### WHAT YOU WILL DO
Print the entries below in their entirety, exactly as they are written.

--- EXCERPTED DATA Enclosed Below ---

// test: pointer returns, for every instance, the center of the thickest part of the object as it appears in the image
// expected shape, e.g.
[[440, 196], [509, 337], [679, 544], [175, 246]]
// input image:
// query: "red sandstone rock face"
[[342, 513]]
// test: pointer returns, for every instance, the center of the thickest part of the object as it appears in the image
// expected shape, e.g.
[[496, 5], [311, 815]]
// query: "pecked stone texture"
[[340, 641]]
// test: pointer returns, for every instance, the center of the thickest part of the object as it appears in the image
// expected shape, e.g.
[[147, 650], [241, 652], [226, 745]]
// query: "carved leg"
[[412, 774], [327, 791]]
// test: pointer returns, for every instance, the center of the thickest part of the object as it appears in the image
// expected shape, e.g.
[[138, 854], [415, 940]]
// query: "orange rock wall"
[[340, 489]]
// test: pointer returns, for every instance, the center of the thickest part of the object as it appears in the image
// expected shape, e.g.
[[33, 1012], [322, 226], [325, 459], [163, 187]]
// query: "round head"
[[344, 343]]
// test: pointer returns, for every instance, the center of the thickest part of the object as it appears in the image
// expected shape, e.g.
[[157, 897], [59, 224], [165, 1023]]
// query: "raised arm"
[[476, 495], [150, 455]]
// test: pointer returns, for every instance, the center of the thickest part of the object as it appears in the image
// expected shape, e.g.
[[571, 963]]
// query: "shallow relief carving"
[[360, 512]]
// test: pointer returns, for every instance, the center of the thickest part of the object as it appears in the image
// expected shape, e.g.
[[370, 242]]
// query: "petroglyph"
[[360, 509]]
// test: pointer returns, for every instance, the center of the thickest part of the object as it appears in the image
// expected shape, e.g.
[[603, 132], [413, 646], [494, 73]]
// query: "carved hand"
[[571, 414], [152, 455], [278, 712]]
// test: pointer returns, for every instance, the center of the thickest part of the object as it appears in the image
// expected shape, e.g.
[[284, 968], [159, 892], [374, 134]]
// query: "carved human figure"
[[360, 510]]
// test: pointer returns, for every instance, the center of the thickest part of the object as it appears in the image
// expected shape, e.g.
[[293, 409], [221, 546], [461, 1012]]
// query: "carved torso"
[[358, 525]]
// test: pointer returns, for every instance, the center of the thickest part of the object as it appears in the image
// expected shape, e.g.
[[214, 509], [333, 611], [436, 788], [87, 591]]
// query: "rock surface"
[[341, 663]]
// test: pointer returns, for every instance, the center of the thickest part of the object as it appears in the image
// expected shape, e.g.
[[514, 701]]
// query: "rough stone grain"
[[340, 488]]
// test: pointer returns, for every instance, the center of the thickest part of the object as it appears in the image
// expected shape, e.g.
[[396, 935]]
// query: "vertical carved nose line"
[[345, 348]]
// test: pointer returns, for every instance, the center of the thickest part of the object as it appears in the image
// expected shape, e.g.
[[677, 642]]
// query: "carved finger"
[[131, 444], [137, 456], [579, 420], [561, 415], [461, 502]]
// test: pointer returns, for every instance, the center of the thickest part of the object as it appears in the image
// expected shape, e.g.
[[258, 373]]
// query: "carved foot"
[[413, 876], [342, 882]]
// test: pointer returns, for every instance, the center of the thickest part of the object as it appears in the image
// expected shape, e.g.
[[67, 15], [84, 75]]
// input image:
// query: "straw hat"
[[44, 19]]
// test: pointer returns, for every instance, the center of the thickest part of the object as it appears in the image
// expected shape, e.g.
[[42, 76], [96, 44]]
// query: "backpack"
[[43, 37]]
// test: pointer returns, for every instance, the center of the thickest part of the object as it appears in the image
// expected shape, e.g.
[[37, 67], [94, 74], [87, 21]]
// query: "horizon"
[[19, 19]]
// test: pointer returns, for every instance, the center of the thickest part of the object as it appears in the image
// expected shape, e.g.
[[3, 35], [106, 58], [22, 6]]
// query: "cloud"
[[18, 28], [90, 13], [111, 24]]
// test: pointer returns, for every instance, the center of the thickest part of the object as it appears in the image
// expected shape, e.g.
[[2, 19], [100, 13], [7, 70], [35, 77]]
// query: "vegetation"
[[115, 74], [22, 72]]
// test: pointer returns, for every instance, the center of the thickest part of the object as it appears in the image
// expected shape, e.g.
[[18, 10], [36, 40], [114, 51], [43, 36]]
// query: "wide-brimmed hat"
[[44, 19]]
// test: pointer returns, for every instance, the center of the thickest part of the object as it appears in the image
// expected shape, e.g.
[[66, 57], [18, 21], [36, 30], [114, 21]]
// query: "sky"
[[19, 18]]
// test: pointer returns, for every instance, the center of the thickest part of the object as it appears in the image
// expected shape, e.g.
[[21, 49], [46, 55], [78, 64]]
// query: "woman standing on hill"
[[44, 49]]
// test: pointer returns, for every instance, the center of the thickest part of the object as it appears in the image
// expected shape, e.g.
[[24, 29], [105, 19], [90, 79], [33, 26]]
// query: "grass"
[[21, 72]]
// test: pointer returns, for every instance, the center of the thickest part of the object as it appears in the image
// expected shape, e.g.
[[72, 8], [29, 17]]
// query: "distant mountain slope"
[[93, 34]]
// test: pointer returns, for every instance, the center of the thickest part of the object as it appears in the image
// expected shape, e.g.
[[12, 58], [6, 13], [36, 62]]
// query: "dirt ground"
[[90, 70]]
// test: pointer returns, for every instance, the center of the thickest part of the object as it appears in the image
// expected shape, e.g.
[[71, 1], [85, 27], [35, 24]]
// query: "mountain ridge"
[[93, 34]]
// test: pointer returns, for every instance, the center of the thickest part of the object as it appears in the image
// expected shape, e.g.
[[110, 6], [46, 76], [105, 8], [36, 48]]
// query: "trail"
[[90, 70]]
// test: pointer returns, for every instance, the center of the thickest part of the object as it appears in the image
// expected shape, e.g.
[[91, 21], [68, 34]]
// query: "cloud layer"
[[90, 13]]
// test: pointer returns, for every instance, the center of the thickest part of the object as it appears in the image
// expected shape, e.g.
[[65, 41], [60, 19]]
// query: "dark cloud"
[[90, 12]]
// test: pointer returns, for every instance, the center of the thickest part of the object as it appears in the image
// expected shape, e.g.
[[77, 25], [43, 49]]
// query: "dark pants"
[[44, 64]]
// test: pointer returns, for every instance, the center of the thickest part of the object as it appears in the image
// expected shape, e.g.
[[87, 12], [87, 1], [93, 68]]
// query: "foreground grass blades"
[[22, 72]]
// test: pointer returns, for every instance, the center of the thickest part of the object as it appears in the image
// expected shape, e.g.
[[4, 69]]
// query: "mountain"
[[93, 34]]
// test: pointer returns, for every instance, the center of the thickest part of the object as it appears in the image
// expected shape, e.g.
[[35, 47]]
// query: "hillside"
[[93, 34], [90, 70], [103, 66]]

--- End of Enclosed EXCERPTED DATA ---

### SOLUTION
// test: pointer returns, for every instance, the center of the thickest part of the object as it appears in the image
// expected shape, e.g.
[[440, 196], [509, 337], [679, 544], [175, 246]]
// input image:
// query: "red sandstone rock face"
[[342, 513]]
// test: pointer returns, for every instance, the center of the thickest part of the object as it appears in the image
// expected shape, e.g.
[[496, 5], [311, 815]]
// query: "pecked stone texture"
[[340, 641]]
// test: pointer returns, for every instance, the center of the thickest part of the object as it appears in the image
// expected shape, e.g.
[[147, 650], [241, 652], [226, 745]]
// query: "carved leg"
[[412, 774], [327, 791]]
// test: pointer returns, for every instance, the center of the thickest part of the object as it appears in the image
// expected shape, e.g.
[[138, 854], [415, 940]]
// query: "orange rock wall"
[[340, 489]]
// test: pointer returns, for every instance, the center of the thickest part of the object as it appears in the image
// expected shape, e.g.
[[33, 1012], [322, 226], [325, 459], [163, 187]]
// query: "round head"
[[344, 343]]
// test: pointer returns, for every instance, the center of the thickest part of the object as it appears in the image
// expected shape, e.g.
[[157, 897], [59, 224], [165, 1023]]
// query: "raised arm"
[[476, 495], [150, 455]]
// test: pointer returns, for every instance, the center of the thickest part of the object as it appears in the image
// expected shape, e.g.
[[571, 963]]
// query: "shallow relief carving"
[[360, 512]]
// test: pointer returns, for every instance, the center of the thickest part of the object as it appears in the image
// expected shape, e.g.
[[370, 242]]
// query: "petroglyph"
[[360, 509]]
// test: pointer returns, for every instance, the center of the thickest part of the object as it appears in the image
// expected shape, e.g.
[[603, 132], [413, 646], [494, 73]]
// query: "carved hand"
[[571, 414], [152, 455], [278, 712]]
// test: pointer returns, for every instance, the center of the thickest part of the object as it appears in the image
// expected shape, e.g.
[[284, 968], [159, 892], [374, 134]]
// query: "carved human figure"
[[360, 510]]
// test: pointer returns, for every instance, the center of the thickest part of the object as it appears in the image
// expected shape, e.g.
[[293, 409], [221, 546], [461, 1012]]
// query: "carved torso"
[[358, 525]]
// test: pointer returns, for every instance, the center of the thickest part of the object as it appears in the image
// expected shape, e.g.
[[214, 509], [333, 611], [436, 788], [87, 591]]
// query: "rock surface"
[[341, 663]]
// test: pointer returns, for every instance, the center of the thickest part of the object as it appears in the image
// expected shape, e.g.
[[514, 701]]
// query: "rough stone grain"
[[340, 488]]
// test: pointer returns, for every instance, the center of the thickest part of the object as it appears in the image
// expected shape, e.g.
[[396, 935]]
// query: "vertical carved nose line"
[[345, 348]]
// test: pointer returns, for every instance, the center of the thickest part of the object as it appears in the image
// expected shape, e.g.
[[677, 642]]
// query: "carved finger"
[[131, 444], [137, 456], [579, 420], [561, 415], [461, 502]]
// test: pointer returns, for every instance, the center of the thickest part of the object as it appears in the image
// expected shape, e.g.
[[258, 373]]
// query: "carved foot"
[[413, 876], [342, 882]]
// test: pointer returns, for every instance, the center of the thickest part of the object as it appears in the image
// expected shape, e.g.
[[67, 15], [84, 75]]
// input image:
// query: "straw hat"
[[44, 19]]
// test: pointer returns, for every instance, the center of the thickest part of the object as it appears in the image
// expected shape, e.g.
[[42, 76], [96, 44]]
// query: "backpack"
[[43, 37]]
// test: pointer returns, for every instance, the center of the thickest part of the object as it appears in the image
// expected shape, e.g.
[[37, 67], [94, 74], [87, 21]]
// query: "horizon"
[[19, 19]]
// test: pointer returns, for every instance, the center of the thickest part of the object as it appears in the image
// expected shape, e.g.
[[3, 35], [106, 58], [22, 6]]
// query: "cloud"
[[18, 28], [90, 13], [111, 24]]
// test: pointer returns, for every instance, the center of the thickest part of the object as it appears in the image
// expected shape, e.g.
[[2, 19], [100, 13], [7, 70], [35, 77]]
// query: "vegetation"
[[115, 74], [22, 72]]
// test: pointer returns, for every instance, the center of the thickest part of the object as it appears in the image
// expected shape, e.g.
[[18, 10], [36, 40], [114, 51], [43, 36]]
// query: "wide-brimmed hat"
[[44, 19]]
// test: pointer returns, for every instance, the center of the thickest part of the object as it appears in the image
// expected shape, e.g.
[[66, 57], [18, 21], [36, 30], [114, 21]]
// query: "sky"
[[19, 18]]
// test: pointer returns, for every instance, the center of the thickest part of the object as it appears in the image
// expected shape, e.g.
[[21, 49], [46, 55], [78, 64]]
// query: "woman standing on hill"
[[44, 49]]
// test: pointer returns, for every instance, the center of the thickest part of the object as it appears in the image
// expected shape, e.g.
[[24, 29], [105, 19], [90, 79], [33, 26]]
// query: "grass"
[[21, 72]]
// test: pointer returns, for every instance, the center of the thickest part of the object as it appears in the image
// expected shape, e.g.
[[72, 8], [29, 17]]
// query: "distant mountain slope"
[[93, 34]]
// test: pointer returns, for every instance, the center of the thickest part of the object as it appears in the image
// expected shape, e.g.
[[12, 58], [6, 13], [36, 62]]
// query: "dirt ground"
[[90, 70]]
// test: pointer returns, for every instance, the center of the thickest part of the object as it appears in the image
// expected shape, e.g.
[[71, 1], [85, 27], [35, 24]]
// query: "mountain ridge"
[[93, 34]]
// test: pointer returns, for every instance, the center of the thickest part of the object as it appears in the image
// expected shape, e.g.
[[110, 6], [46, 76], [105, 8], [36, 48]]
// query: "trail"
[[90, 70]]
// test: pointer returns, for every instance, the center of the thickest part of the object as it appears in the image
// expected shape, e.g.
[[91, 21], [68, 34]]
// query: "cloud layer"
[[90, 13]]
// test: pointer returns, for every instance, the center of the thickest part of the object as it appears in the image
// expected shape, e.g.
[[65, 41], [60, 19]]
// query: "dark cloud"
[[90, 12]]
// test: pointer returns, for every instance, the center of the thickest part of the object as it appears in the image
// expected shape, e.g.
[[77, 25], [43, 49]]
// query: "dark pants"
[[44, 64]]
// test: pointer returns, for every instance, the center of the thickest part of the object as it appears in the image
// expected shape, e.g.
[[87, 12], [87, 1], [93, 68]]
// query: "foreground grass blades"
[[22, 72]]
// test: pointer returns, for every instance, the center of the thickest part of the object as it appears in the image
// expected shape, e.g.
[[4, 69]]
// query: "mountain"
[[93, 34]]
// test: pointer returns, for every instance, the center of the thickest part of the object as it appears in the image
// expected shape, e.g.
[[35, 47]]
// query: "hillside"
[[93, 34], [90, 70], [103, 66]]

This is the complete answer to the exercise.